[Data records]
--- start ---

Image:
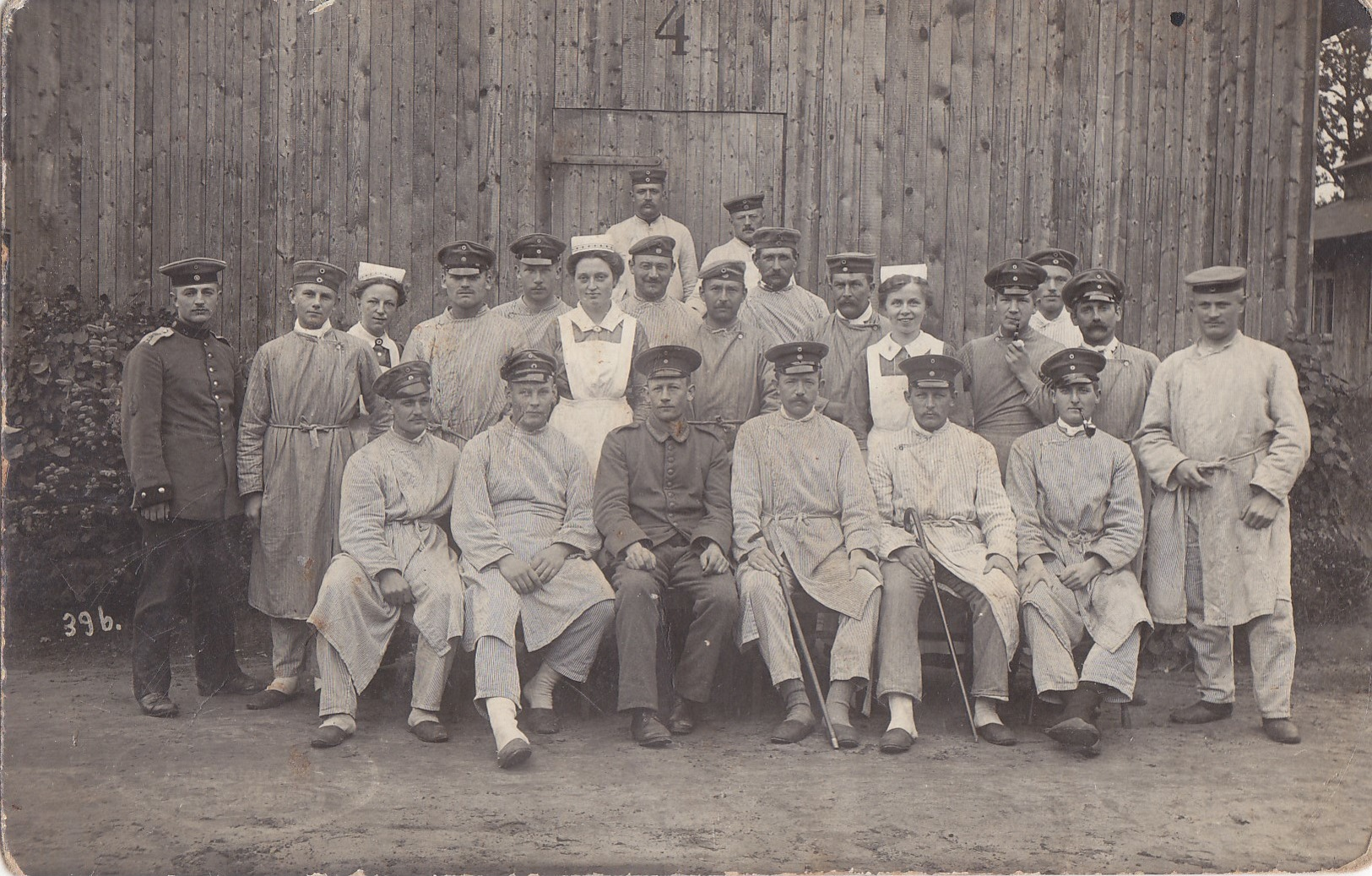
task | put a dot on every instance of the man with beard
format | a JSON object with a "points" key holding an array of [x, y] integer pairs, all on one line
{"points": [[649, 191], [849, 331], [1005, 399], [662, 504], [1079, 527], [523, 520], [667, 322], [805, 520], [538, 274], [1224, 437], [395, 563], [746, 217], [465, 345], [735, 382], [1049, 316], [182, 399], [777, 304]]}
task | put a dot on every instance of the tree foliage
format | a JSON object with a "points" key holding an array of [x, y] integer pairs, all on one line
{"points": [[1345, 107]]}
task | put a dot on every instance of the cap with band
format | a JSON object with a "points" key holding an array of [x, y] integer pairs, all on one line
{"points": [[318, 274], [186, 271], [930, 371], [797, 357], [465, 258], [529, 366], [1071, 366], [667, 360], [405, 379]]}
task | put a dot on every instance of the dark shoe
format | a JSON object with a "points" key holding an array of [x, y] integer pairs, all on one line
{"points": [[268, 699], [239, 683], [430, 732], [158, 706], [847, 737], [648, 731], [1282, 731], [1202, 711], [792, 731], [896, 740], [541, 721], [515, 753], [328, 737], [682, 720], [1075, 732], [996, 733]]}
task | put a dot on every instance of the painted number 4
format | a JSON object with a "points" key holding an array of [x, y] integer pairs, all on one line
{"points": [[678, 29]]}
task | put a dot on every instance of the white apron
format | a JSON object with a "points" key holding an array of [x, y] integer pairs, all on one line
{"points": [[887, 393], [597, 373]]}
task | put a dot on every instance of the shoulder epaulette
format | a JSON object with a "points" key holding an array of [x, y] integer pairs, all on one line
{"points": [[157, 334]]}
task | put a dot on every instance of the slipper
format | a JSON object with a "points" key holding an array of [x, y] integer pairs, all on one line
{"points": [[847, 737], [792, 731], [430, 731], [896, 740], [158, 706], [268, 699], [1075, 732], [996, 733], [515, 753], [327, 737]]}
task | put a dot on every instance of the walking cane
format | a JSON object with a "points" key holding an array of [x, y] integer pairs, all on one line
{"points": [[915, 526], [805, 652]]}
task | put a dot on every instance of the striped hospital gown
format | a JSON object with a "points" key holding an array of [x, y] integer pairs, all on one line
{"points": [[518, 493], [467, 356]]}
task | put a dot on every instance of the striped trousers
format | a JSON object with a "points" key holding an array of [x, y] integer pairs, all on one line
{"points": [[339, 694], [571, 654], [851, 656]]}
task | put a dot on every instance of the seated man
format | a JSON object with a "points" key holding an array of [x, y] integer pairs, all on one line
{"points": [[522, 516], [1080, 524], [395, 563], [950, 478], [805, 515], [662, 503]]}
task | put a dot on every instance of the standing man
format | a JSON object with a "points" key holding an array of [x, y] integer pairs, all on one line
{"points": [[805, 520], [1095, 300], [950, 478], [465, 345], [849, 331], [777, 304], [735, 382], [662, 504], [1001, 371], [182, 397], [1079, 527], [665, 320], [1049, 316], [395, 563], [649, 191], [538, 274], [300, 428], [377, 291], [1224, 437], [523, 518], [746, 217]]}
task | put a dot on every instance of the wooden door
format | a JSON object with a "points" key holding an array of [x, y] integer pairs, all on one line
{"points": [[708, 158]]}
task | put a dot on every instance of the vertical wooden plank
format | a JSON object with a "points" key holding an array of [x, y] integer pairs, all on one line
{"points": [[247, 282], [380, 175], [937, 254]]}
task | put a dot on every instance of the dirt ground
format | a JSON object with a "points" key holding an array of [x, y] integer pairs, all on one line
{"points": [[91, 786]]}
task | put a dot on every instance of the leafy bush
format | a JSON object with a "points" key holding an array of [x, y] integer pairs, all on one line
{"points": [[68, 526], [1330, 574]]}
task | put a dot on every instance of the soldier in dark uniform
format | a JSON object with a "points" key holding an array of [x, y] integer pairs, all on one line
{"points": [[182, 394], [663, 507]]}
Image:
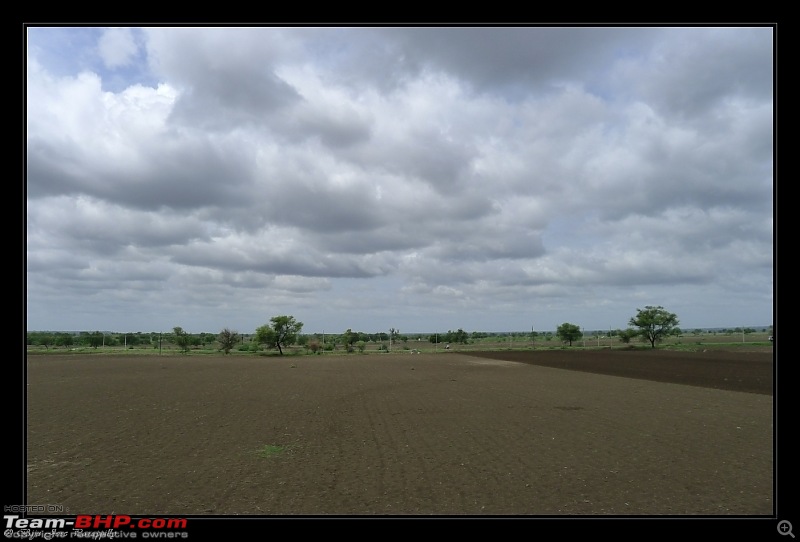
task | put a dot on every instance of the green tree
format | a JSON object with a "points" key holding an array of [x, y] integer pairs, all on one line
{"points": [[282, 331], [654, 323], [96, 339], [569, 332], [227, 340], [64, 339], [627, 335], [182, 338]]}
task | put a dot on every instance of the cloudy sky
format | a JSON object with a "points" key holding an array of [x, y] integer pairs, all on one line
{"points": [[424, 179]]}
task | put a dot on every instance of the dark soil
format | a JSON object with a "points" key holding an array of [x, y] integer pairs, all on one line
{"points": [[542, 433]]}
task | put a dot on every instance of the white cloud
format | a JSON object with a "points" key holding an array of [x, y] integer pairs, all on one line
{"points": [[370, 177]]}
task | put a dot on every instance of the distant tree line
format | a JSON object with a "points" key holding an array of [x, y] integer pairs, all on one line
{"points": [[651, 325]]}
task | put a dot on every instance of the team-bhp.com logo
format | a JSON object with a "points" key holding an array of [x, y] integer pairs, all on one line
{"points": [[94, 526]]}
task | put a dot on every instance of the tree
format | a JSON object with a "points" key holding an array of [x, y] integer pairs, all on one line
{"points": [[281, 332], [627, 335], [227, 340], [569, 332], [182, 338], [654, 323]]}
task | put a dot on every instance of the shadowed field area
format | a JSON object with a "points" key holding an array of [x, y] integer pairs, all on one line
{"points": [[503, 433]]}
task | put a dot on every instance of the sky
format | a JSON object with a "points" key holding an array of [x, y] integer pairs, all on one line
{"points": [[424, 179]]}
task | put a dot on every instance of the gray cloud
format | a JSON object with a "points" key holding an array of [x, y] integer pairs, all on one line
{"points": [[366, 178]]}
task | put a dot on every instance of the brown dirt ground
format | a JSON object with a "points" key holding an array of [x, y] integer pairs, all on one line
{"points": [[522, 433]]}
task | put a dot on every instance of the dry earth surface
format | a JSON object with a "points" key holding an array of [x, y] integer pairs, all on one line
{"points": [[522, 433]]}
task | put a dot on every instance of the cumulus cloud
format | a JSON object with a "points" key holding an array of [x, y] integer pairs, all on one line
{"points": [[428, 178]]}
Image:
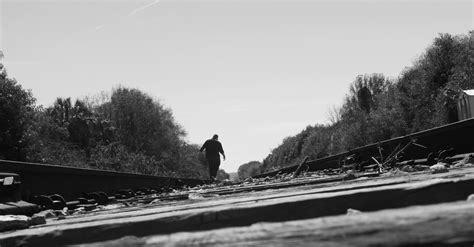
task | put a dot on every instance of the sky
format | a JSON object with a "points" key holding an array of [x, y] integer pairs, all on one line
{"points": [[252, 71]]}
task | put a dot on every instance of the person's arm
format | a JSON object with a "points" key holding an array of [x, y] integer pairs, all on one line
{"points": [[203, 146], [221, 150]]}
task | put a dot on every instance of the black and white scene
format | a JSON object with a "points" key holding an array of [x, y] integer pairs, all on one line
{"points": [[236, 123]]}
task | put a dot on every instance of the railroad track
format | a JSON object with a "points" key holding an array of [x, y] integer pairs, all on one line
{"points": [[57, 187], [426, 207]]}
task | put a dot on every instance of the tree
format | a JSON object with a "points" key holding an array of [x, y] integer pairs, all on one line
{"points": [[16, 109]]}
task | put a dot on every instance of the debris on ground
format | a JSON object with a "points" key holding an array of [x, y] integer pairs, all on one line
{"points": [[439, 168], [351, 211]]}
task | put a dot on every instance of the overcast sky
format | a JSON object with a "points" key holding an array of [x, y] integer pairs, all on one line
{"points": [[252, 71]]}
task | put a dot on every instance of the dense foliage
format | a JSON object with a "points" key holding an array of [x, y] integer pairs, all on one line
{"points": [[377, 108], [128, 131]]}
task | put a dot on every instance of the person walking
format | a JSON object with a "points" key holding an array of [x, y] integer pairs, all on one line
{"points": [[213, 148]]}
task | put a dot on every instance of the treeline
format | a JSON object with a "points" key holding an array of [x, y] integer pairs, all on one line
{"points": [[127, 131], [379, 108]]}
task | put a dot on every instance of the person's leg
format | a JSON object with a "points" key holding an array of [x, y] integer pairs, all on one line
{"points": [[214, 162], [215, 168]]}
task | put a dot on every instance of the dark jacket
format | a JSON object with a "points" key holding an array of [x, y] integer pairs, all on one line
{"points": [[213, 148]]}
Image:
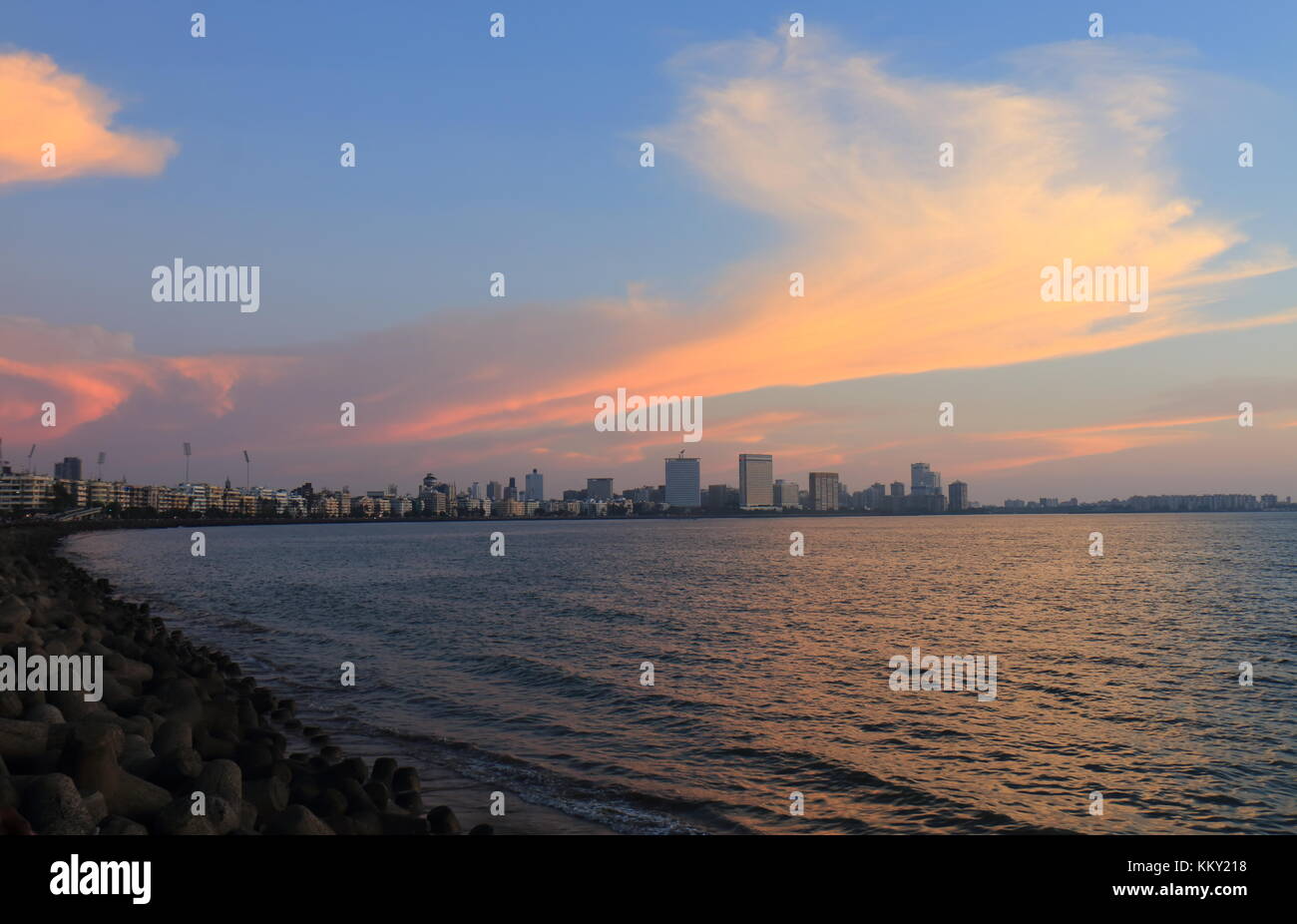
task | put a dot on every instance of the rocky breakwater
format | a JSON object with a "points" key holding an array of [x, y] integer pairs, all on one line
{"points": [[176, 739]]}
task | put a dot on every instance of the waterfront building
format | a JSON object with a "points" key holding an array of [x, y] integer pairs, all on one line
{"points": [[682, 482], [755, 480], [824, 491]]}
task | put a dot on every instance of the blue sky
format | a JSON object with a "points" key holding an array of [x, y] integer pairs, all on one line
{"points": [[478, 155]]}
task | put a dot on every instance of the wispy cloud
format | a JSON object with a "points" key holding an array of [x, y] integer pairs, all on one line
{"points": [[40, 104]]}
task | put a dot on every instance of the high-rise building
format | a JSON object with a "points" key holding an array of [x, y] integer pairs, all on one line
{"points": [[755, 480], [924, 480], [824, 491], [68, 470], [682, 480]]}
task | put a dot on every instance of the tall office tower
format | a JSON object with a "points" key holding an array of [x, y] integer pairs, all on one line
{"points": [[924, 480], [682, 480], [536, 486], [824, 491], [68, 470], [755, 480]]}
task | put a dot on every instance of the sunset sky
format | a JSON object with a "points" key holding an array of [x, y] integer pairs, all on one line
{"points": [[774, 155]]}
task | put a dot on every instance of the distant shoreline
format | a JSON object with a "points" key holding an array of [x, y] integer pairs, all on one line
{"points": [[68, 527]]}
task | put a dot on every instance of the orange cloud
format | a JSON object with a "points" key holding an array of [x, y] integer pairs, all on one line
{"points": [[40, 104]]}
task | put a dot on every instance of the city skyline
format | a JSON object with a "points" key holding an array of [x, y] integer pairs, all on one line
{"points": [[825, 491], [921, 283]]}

--- end ---

▶ [Exercise instructions] Render the data from the line with "the distant shoreline" through the end of the data as a two-column CSV with the headers instruction and answer. Each row should hold the wording in one quoted field and the answer that follows it in the other, with line breaks turned into spaces.

▶ [Task output]
instruction,answer
"task | put a dot on every instance of the distant shoreline format | a JSON object with a ""points"" key holding an array of [x, y] integer pairs, all on one line","{""points"": [[68, 527]]}"
"task | put a dot on every instance of the orange cloud format | a JSON object with a ""points"" key holding an array of [x, y] integer pairs, all on one line","{""points"": [[40, 104]]}"
"task | put a dot on every instance of the city skyline format | a JSON object with a ""points"" key holding an array of [x, y] integer pairs, all on one line","{""points"": [[825, 491], [921, 283]]}"